╭─ PROVIDED DATA

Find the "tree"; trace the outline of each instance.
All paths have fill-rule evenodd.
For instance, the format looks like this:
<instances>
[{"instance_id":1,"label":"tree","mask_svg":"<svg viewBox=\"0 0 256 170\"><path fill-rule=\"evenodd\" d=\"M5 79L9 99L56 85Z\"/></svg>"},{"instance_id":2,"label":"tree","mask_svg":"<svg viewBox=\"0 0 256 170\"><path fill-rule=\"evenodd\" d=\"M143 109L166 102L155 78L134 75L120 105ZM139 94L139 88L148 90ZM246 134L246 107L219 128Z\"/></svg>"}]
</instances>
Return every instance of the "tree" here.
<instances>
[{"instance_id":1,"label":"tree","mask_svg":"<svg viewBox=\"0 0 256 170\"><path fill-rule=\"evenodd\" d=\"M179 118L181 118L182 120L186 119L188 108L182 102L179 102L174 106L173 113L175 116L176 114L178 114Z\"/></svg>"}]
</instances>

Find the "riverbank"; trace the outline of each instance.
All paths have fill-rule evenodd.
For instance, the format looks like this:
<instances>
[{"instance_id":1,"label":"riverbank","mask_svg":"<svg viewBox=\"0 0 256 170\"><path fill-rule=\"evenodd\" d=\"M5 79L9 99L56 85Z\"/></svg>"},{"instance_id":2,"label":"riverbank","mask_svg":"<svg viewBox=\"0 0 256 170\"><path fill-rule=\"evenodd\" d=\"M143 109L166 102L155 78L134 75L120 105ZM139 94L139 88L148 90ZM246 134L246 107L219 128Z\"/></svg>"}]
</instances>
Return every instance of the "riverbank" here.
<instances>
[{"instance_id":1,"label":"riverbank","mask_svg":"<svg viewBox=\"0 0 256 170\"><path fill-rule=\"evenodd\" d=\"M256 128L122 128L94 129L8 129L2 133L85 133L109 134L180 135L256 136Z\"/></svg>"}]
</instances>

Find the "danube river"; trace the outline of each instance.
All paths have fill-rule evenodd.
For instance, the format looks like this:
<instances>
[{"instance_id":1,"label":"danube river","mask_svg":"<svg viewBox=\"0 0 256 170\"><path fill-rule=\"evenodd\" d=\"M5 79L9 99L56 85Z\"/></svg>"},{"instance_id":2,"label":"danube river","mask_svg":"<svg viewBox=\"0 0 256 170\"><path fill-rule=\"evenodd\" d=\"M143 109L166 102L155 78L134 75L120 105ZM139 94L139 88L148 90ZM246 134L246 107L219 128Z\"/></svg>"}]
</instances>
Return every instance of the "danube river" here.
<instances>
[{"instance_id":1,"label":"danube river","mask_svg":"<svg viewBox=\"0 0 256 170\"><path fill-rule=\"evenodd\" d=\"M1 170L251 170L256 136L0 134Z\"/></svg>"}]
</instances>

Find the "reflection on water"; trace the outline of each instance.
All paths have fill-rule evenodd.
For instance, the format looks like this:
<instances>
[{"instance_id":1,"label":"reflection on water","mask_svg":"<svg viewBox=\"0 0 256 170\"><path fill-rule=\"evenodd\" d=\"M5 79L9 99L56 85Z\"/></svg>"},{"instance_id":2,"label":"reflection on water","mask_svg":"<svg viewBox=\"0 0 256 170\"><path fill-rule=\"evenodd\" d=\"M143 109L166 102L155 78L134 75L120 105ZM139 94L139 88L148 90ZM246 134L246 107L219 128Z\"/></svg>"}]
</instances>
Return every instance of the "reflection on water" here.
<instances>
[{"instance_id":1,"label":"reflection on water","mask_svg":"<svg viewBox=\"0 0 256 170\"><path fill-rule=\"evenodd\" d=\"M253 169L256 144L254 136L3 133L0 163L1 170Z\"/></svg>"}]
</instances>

╰─

EXERCISE REQUIREMENTS: From the preceding material, extract every line exactly.

COMPLETE ANSWER:
Find the "tree"; trace the outline of each instance.
All paths have fill-rule evenodd.
For instance, the format looks like this:
<instances>
[{"instance_id":1,"label":"tree","mask_svg":"<svg viewBox=\"0 0 256 170\"><path fill-rule=\"evenodd\" d=\"M5 79L9 99L56 85Z\"/></svg>"},{"instance_id":2,"label":"tree","mask_svg":"<svg viewBox=\"0 0 256 170\"><path fill-rule=\"evenodd\" d=\"M143 109L166 102L155 78L134 75L120 105ZM139 94L139 88L148 90ZM246 134L246 107L219 128Z\"/></svg>"}]
</instances>
Return every instance of the "tree" here.
<instances>
[{"instance_id":1,"label":"tree","mask_svg":"<svg viewBox=\"0 0 256 170\"><path fill-rule=\"evenodd\" d=\"M179 118L181 118L182 120L186 119L188 108L182 102L179 102L174 106L173 113L175 116L176 114L178 114Z\"/></svg>"}]
</instances>

Find the "riverbank"; trace the outline of each instance.
All paths have fill-rule evenodd.
For instance, the format looks like this:
<instances>
[{"instance_id":1,"label":"riverbank","mask_svg":"<svg viewBox=\"0 0 256 170\"><path fill-rule=\"evenodd\" d=\"M5 79L9 99L56 85Z\"/></svg>"},{"instance_id":2,"label":"riverbank","mask_svg":"<svg viewBox=\"0 0 256 170\"><path fill-rule=\"evenodd\" d=\"M143 109L166 102L155 78L134 75L120 105ZM139 94L139 88L148 90ZM246 134L246 107L219 128Z\"/></svg>"}]
</instances>
Return every instance of the "riverbank" here.
<instances>
[{"instance_id":1,"label":"riverbank","mask_svg":"<svg viewBox=\"0 0 256 170\"><path fill-rule=\"evenodd\" d=\"M256 128L122 128L94 129L8 129L2 133L85 133L109 134L180 135L256 136Z\"/></svg>"}]
</instances>

Find the "danube river"; trace the outline of each instance.
All paths have fill-rule evenodd.
For instance, the format looks like this:
<instances>
[{"instance_id":1,"label":"danube river","mask_svg":"<svg viewBox=\"0 0 256 170\"><path fill-rule=\"evenodd\" d=\"M5 79L9 99L56 85Z\"/></svg>"},{"instance_id":2,"label":"danube river","mask_svg":"<svg viewBox=\"0 0 256 170\"><path fill-rule=\"evenodd\" d=\"M143 109L166 102L155 78L134 75L120 105ZM139 94L139 88L148 90ZM246 134L246 107L219 128Z\"/></svg>"}]
</instances>
Return every instance of the "danube river" here.
<instances>
[{"instance_id":1,"label":"danube river","mask_svg":"<svg viewBox=\"0 0 256 170\"><path fill-rule=\"evenodd\" d=\"M1 170L251 170L256 136L0 134Z\"/></svg>"}]
</instances>

Find the "reflection on water"; trace the outline of each instance.
All paths have fill-rule evenodd.
For instance, the format looks like this:
<instances>
[{"instance_id":1,"label":"reflection on water","mask_svg":"<svg viewBox=\"0 0 256 170\"><path fill-rule=\"evenodd\" d=\"M5 79L9 99L56 85Z\"/></svg>"},{"instance_id":2,"label":"reflection on water","mask_svg":"<svg viewBox=\"0 0 256 170\"><path fill-rule=\"evenodd\" d=\"M143 109L166 102L155 78L134 75L120 105ZM139 94L139 88L148 90ZM246 134L246 107L219 128Z\"/></svg>"}]
</instances>
Return every instance of the "reflection on water" here.
<instances>
[{"instance_id":1,"label":"reflection on water","mask_svg":"<svg viewBox=\"0 0 256 170\"><path fill-rule=\"evenodd\" d=\"M253 169L256 144L254 136L3 133L0 163L1 170Z\"/></svg>"}]
</instances>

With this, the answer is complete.